Extracted listing:
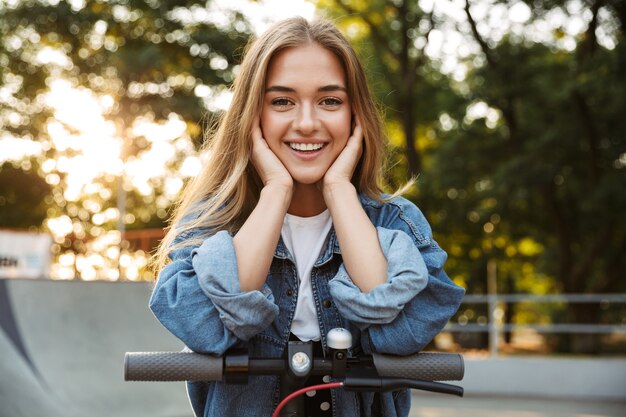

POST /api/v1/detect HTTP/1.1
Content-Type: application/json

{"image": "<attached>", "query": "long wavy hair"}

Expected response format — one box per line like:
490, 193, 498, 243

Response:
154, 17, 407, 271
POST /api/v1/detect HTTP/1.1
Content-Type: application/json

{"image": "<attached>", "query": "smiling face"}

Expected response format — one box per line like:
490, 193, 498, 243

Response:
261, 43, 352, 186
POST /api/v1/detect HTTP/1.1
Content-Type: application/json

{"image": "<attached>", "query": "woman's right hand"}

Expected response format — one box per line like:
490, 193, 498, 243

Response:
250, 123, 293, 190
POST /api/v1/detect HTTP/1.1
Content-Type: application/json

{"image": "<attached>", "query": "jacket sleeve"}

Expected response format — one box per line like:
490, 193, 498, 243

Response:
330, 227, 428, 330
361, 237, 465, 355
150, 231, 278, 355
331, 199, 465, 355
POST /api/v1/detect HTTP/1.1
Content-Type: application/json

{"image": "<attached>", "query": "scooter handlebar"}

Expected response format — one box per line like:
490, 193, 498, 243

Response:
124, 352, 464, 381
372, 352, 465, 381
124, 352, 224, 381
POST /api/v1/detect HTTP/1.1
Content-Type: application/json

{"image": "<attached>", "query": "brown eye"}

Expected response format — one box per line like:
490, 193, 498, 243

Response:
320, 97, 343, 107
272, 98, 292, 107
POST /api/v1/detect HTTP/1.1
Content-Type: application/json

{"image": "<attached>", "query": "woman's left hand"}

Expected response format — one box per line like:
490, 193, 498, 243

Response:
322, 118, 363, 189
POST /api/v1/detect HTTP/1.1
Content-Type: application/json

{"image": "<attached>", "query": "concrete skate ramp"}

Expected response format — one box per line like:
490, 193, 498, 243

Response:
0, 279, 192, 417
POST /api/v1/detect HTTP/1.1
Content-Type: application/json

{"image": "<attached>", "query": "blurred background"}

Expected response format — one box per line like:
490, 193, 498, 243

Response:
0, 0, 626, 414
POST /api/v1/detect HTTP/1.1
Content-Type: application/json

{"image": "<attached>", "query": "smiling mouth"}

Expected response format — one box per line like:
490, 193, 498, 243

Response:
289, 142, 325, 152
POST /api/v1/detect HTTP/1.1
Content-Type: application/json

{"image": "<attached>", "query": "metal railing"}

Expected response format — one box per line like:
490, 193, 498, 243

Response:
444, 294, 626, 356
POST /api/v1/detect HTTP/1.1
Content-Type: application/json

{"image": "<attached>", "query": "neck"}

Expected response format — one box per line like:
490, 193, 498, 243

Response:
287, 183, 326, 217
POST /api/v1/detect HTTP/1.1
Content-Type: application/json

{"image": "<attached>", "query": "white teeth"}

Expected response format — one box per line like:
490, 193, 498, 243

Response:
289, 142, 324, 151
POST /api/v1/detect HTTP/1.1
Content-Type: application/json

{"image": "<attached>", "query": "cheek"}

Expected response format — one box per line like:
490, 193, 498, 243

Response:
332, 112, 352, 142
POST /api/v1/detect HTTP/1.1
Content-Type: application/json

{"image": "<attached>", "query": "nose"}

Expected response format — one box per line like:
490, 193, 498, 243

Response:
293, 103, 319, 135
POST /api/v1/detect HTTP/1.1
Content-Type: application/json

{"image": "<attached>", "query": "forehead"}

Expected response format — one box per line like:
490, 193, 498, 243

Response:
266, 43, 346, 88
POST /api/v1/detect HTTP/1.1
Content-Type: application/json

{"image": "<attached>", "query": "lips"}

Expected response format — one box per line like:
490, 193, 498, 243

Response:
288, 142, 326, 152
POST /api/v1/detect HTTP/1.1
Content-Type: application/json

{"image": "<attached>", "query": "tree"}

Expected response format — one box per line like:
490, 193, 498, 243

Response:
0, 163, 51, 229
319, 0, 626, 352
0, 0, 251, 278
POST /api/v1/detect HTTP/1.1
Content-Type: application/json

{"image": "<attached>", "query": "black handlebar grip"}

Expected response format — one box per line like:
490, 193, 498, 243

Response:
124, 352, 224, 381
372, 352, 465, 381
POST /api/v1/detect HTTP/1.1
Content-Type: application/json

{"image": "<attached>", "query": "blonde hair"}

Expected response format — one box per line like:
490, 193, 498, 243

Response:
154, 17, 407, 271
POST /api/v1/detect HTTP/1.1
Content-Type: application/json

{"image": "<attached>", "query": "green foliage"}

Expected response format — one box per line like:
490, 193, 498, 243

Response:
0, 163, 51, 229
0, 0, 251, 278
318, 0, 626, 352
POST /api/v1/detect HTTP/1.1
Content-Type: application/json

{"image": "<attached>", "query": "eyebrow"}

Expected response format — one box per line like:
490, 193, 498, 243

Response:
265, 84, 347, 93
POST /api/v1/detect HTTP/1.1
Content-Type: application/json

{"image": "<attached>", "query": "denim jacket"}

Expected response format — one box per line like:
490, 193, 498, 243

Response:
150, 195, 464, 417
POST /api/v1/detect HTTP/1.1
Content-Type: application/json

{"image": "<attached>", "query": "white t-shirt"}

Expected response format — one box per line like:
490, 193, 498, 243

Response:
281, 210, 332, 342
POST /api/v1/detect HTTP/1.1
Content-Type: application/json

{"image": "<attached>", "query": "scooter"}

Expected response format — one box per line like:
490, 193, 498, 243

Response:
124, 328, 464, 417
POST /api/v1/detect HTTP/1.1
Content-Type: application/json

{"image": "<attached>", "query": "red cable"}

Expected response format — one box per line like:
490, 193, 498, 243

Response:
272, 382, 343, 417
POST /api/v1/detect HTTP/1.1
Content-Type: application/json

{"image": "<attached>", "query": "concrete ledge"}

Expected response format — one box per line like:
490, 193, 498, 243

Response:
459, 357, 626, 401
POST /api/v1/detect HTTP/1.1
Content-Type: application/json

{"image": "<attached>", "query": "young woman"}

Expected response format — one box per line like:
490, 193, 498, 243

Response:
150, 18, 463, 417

## Task to carry out
Quote the lines of the listing from its start up to and including the line containing "261, 43, 352, 186". Leave the pictures out of your answer.

## Exercise solution
POST /api/v1/detect HTTP/1.1
Content-Type: application/json

{"image": "<attached>", "query": "long wavy hair"}

Expected response format — one box per line like:
490, 193, 498, 243

Response:
154, 17, 407, 271
POST /api/v1/detect HTTP/1.1
Content-Type: application/json

{"image": "<attached>", "query": "smiling face"}

Expected response format — one box per line like:
490, 193, 498, 243

Response:
261, 43, 352, 186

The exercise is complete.